» Document extract:
The Soviet state encouraged the Georgian “brand” through advertisement campaigns and subsidies of Georgian goods in order to demonstrate the self-sufficiency of the Soviet economy and the variety of its cultures. Georgian wine bottles had both Russian and Georgian text, and Georgian tea boxes featured images of the sunny, exotic Black Sea. Advertisements, movies, and exhibits portrayed Georgia as an “always sunny” paradise. While the Soviet state sponsored Georgian products, the creation and promotion of the Georgian brand was largely the work of Georgian artists, writers, and informal businessmen who wanted to differentiate Georgian products and increase their desirability.
Scott charted the development of Georgian trade networks’ interactions with the Soviet state. During the 1960s, the Soviet state subsidized Georgian flower production to avoid purchasing flowers from abroad. Georgia’s informal businessmen and collective farmers were soon paying others to produce flowers while they transported flowers by commercial plane from Tbilisi to Moscow, where the flowers could be sold for three to four times the state price. These flights deprived official state flower producers of shipments, raising the concern of the Soviet state. Yet, by the mid-1960s, 25 percent of the working age Georgian population was working outside the official economy which made the task of combating such networks far too difficult for Soviet officials.
In addition to agriculture, Scott discussed the rise of underground workshops producing consumer goods in the 1970s. Such workshops diverted resources from state industries to make popular products that were distributed and sold through Georgian trade networks. Item like nylon bags, useful for urban shoppers, were in high demand in Russian cities. By producing them in private workshops using state resources Georgian businessmen made large profits. Although Eduard Shevardnadze came into power in the 1970s promising to combat corruption and profiteering, he was unable to reign in the Georgian trade networks. As the networks became larger and more profitable, the Soviet state became weaker in its ability to combat them.

» Given problem:
Extend the passage on Georgian products and trade networks in the Soviet economy, picking up right after its final sentence.

» Entries from a dataset:
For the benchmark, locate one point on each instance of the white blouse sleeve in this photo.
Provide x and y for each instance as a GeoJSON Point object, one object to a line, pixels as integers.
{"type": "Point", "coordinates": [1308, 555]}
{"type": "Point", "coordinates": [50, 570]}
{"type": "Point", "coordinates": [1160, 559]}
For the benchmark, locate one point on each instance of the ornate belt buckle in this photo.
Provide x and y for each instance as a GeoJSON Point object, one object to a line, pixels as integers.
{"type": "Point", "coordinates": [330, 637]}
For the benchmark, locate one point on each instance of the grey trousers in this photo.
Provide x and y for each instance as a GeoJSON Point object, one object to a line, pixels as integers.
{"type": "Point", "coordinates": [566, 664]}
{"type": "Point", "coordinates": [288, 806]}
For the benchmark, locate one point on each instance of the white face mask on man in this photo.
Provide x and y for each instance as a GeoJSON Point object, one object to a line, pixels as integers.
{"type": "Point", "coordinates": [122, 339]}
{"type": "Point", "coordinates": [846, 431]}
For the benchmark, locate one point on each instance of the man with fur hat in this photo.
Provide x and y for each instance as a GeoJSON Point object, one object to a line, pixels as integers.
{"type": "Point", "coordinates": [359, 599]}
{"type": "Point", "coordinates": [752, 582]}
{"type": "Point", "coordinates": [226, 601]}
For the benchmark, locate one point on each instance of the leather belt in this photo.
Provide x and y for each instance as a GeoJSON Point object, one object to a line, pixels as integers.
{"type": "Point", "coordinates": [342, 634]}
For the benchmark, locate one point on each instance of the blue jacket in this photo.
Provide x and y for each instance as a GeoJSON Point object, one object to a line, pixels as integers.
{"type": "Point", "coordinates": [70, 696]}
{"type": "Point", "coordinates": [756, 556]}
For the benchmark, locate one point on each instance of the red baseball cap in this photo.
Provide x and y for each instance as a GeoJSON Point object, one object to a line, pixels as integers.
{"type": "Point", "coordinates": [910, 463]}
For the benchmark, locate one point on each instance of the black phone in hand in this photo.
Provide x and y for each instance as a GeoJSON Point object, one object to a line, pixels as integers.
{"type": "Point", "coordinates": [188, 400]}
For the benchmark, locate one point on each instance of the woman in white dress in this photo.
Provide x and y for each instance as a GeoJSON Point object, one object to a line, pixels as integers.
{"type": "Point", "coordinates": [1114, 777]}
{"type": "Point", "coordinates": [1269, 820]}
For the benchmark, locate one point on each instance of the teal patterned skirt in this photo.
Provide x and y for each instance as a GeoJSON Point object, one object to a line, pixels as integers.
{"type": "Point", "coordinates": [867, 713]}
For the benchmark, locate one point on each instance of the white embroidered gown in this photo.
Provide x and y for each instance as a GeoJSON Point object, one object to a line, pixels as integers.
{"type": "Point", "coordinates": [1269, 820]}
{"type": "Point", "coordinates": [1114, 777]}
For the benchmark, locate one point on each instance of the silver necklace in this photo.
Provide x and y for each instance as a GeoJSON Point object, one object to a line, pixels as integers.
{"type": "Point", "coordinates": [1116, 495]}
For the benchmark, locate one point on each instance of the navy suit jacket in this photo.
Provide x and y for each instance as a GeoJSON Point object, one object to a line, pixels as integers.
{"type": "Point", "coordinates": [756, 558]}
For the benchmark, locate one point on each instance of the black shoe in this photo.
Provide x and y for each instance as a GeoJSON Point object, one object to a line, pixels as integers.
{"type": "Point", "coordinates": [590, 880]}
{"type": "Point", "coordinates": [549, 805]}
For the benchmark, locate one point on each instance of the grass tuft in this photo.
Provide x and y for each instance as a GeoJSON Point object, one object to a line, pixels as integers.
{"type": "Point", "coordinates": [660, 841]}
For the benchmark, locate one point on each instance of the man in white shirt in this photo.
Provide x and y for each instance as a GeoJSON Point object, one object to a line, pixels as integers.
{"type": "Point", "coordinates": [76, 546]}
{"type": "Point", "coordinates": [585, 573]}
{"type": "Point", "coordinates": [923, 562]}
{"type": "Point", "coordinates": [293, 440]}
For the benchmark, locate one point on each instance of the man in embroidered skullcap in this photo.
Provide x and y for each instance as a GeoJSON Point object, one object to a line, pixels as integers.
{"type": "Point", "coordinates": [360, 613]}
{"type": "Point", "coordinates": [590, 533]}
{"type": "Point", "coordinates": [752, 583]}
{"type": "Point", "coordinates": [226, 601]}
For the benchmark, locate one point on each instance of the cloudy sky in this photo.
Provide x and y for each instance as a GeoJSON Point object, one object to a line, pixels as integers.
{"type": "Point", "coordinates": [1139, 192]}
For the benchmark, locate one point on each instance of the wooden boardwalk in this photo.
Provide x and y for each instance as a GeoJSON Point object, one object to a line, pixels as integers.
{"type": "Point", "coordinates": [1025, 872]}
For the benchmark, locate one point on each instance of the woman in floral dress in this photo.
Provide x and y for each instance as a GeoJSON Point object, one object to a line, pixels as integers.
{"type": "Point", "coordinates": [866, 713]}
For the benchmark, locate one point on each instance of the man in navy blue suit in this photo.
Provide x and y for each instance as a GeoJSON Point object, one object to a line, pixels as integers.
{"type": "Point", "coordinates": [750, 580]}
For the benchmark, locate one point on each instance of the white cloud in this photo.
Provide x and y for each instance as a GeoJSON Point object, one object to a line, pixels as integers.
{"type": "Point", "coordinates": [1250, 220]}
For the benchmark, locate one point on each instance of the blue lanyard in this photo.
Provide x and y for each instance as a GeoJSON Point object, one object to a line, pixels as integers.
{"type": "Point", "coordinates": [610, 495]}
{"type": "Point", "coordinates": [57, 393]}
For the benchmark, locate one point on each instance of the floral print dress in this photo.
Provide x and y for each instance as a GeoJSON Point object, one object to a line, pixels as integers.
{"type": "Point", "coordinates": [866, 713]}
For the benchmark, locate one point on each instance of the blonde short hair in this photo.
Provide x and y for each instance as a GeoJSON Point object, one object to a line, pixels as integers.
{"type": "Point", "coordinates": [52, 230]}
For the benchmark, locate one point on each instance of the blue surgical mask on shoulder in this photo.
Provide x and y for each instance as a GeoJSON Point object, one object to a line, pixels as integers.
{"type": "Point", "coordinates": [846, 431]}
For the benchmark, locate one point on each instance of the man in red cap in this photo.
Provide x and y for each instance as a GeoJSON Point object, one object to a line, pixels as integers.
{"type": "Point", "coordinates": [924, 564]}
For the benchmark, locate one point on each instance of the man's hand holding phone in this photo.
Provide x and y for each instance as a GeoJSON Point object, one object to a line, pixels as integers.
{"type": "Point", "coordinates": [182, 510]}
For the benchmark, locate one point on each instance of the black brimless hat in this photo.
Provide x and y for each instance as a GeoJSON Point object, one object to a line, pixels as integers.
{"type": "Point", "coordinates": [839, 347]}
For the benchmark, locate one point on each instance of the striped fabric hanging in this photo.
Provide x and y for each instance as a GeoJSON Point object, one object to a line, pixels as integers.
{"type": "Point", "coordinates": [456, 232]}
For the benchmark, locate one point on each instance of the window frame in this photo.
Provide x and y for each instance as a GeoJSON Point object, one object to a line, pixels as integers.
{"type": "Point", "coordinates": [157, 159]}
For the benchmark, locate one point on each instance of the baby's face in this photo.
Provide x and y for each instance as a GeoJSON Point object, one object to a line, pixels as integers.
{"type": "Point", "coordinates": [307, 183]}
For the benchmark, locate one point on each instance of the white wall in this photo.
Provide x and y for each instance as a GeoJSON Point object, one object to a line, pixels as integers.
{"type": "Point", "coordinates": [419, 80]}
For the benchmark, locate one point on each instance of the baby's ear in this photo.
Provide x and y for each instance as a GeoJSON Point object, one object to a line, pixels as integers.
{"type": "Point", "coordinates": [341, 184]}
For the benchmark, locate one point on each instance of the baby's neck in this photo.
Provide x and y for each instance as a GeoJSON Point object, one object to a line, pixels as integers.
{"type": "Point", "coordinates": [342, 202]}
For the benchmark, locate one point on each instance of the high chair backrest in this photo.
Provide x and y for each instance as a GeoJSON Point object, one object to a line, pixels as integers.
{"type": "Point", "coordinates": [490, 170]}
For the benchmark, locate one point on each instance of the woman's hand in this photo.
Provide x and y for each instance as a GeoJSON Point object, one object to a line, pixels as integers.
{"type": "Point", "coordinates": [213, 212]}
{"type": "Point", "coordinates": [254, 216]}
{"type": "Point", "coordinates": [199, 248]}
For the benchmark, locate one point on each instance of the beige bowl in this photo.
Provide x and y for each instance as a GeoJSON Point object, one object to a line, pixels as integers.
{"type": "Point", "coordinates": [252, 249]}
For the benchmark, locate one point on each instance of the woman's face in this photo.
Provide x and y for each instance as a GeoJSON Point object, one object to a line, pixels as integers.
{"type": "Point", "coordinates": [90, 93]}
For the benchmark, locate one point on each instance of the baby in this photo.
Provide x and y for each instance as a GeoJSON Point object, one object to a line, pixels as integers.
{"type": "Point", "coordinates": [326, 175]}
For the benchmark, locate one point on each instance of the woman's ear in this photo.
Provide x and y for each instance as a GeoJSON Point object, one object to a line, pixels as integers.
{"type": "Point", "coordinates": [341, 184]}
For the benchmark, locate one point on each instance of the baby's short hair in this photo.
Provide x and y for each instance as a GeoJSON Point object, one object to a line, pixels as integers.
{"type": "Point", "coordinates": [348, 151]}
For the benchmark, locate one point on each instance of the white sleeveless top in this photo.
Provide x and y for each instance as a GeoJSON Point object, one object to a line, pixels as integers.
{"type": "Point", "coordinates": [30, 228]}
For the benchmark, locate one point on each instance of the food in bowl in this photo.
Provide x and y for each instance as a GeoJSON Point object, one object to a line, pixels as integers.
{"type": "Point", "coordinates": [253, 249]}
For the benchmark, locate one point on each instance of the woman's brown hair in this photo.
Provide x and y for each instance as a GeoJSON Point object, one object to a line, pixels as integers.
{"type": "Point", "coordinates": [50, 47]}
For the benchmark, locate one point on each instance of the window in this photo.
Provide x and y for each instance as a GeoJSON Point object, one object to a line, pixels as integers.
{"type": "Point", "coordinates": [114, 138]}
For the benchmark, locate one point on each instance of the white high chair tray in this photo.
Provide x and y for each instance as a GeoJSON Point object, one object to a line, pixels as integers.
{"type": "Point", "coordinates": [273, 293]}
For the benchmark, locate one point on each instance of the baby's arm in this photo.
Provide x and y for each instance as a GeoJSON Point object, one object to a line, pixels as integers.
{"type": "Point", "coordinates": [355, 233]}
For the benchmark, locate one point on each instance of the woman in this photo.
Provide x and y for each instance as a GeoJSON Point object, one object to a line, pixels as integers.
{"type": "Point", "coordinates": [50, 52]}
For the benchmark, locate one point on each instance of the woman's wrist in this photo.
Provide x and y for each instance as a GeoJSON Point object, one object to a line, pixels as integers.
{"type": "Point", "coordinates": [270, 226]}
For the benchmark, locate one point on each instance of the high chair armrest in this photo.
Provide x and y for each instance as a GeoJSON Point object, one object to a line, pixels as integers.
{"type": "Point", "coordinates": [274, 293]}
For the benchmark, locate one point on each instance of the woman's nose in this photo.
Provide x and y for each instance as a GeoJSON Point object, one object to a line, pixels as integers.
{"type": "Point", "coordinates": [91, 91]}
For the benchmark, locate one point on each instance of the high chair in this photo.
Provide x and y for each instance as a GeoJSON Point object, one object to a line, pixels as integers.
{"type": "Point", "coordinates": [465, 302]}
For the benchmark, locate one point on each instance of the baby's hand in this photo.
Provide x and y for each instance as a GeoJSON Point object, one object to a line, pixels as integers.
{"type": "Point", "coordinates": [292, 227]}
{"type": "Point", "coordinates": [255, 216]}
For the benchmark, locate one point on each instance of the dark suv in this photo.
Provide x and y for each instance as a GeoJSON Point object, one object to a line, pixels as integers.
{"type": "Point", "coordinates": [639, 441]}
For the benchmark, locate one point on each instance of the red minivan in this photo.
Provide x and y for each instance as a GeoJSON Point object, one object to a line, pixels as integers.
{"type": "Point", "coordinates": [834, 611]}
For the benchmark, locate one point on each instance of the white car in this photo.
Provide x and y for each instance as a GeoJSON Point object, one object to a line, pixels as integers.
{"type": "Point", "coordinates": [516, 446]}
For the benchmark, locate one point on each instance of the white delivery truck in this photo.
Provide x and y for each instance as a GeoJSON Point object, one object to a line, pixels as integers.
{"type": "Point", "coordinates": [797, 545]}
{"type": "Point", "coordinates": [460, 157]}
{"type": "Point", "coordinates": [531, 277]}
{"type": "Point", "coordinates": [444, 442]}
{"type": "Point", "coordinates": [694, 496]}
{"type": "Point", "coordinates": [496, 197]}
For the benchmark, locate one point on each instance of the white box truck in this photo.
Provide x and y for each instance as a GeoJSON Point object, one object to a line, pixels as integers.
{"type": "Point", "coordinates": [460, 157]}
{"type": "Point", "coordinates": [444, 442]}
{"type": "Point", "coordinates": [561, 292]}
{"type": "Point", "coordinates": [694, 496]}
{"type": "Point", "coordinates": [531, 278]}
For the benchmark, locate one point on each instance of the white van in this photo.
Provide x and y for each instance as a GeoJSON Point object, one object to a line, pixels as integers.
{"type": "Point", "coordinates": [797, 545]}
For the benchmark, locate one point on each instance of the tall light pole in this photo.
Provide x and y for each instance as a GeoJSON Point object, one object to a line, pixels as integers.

» Expected answer:
As the Soviet Union waned, Georgians expanded into organized crime as major players in the vory v zakone, or thieves in law. However, after the collapse of the USSR, the traditional Georgian trade networks fell apart in the changing environment. New international borders limited Georgian mobility within Eurasia and globalization and international trade slashed the demand for Soviet-era Georgian products like tea and the consumer goods from its workshops.
What has been especially damaging to Georgian diaspora networks is how perceptions have changed in both societies. Where once Georgia embodied the exotic image of the Caucasus in the Soviet imagination, Scott explained, separatist and ethnic conflicts in the region have hardened Russian perceptions against both Georgia and the Caucasus and have increased suspicion toward the Georgian diaspora in Russia. Diplomatic tensions between Russia and Georgia have also led to an increased distrust of the remaining Georgian diaspora by the Georgian government, which sometimes questions the loyalty of Georgians with ties to Russia. In conclusion, Scott noted that the Georgian diaspora, which once profited from a flourishing informal network of trade and formed a bridge between Russian and Georgian society during the Soviet era, now finds itself distrusted in its homeland as well as in its host society.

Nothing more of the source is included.